↓
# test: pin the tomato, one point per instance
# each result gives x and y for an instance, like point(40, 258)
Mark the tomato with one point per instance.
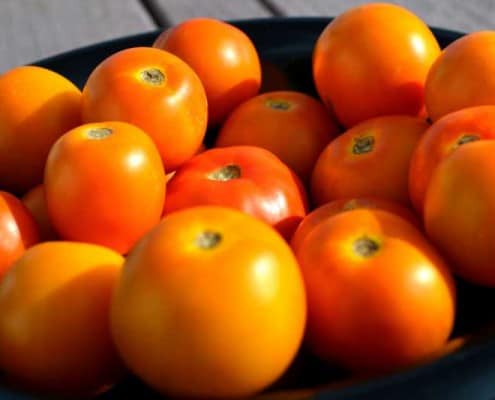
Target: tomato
point(18, 230)
point(36, 107)
point(328, 210)
point(219, 297)
point(246, 178)
point(54, 331)
point(373, 60)
point(35, 202)
point(459, 213)
point(104, 184)
point(292, 125)
point(379, 295)
point(441, 139)
point(155, 91)
point(370, 159)
point(462, 76)
point(231, 73)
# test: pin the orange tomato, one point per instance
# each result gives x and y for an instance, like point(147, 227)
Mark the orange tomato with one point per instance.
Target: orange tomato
point(370, 159)
point(373, 60)
point(441, 139)
point(219, 297)
point(35, 202)
point(322, 213)
point(231, 73)
point(104, 184)
point(246, 178)
point(462, 76)
point(154, 90)
point(18, 230)
point(293, 126)
point(459, 213)
point(36, 107)
point(379, 295)
point(54, 331)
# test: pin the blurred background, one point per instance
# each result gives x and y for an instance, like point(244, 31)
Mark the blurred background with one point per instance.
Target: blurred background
point(34, 29)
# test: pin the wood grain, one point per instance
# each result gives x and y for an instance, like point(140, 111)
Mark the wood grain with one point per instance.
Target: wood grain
point(33, 29)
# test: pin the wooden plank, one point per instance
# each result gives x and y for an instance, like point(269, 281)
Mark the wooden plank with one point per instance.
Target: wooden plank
point(462, 15)
point(174, 11)
point(33, 29)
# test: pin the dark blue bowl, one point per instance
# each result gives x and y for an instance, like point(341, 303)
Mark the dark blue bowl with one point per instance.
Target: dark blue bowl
point(467, 373)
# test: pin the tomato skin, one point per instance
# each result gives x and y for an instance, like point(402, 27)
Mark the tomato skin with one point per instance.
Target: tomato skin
point(328, 210)
point(440, 140)
point(292, 125)
point(464, 229)
point(219, 322)
point(383, 41)
point(462, 76)
point(36, 107)
point(230, 74)
point(266, 188)
point(108, 189)
point(35, 202)
point(376, 311)
point(18, 230)
point(54, 332)
point(370, 159)
point(172, 111)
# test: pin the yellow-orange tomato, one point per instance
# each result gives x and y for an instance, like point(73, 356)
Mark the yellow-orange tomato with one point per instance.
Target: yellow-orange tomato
point(441, 139)
point(373, 60)
point(292, 125)
point(328, 210)
point(104, 184)
point(36, 107)
point(463, 75)
point(54, 331)
point(210, 304)
point(154, 90)
point(35, 202)
point(18, 230)
point(370, 159)
point(226, 61)
point(379, 295)
point(459, 212)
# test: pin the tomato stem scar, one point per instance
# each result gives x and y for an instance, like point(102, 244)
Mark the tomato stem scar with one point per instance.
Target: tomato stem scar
point(153, 76)
point(366, 247)
point(226, 173)
point(208, 240)
point(99, 133)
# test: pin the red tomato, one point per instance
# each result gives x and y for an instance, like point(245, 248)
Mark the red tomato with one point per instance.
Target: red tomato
point(246, 178)
point(373, 60)
point(231, 72)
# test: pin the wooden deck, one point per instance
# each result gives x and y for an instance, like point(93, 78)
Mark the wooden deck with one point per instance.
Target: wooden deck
point(34, 29)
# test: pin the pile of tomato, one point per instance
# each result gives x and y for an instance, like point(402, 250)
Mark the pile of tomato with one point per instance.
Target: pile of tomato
point(337, 223)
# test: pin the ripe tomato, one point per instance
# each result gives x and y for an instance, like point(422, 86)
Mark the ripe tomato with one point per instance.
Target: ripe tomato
point(54, 331)
point(35, 202)
point(372, 60)
point(462, 76)
point(36, 107)
point(246, 178)
point(231, 73)
point(18, 230)
point(104, 184)
point(459, 213)
point(441, 139)
point(379, 295)
point(293, 126)
point(155, 91)
point(370, 159)
point(322, 213)
point(218, 297)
↑
GOAL OF THE EXERCISE. Recast the entries starting at the line containing "# test: pin the tomato skin, one" and ending at the line containing "point(172, 111)" as a JSON list of strings, one string per line, with blank lines left out.

EXPECTED ANSWER.
[
  "# test: pin the tomato skin, one point per instance",
  "# each result gives x and y for an instance, like point(402, 27)",
  "Mark the tomato skin with one point per instance.",
  "Target: tomato skin",
  "point(328, 210)",
  "point(440, 140)",
  "point(292, 125)",
  "point(464, 229)",
  "point(219, 322)",
  "point(383, 41)",
  "point(462, 76)",
  "point(36, 107)",
  "point(230, 74)",
  "point(266, 188)",
  "point(108, 189)",
  "point(35, 202)",
  "point(376, 311)",
  "point(18, 230)",
  "point(54, 332)",
  "point(370, 159)",
  "point(172, 111)"
]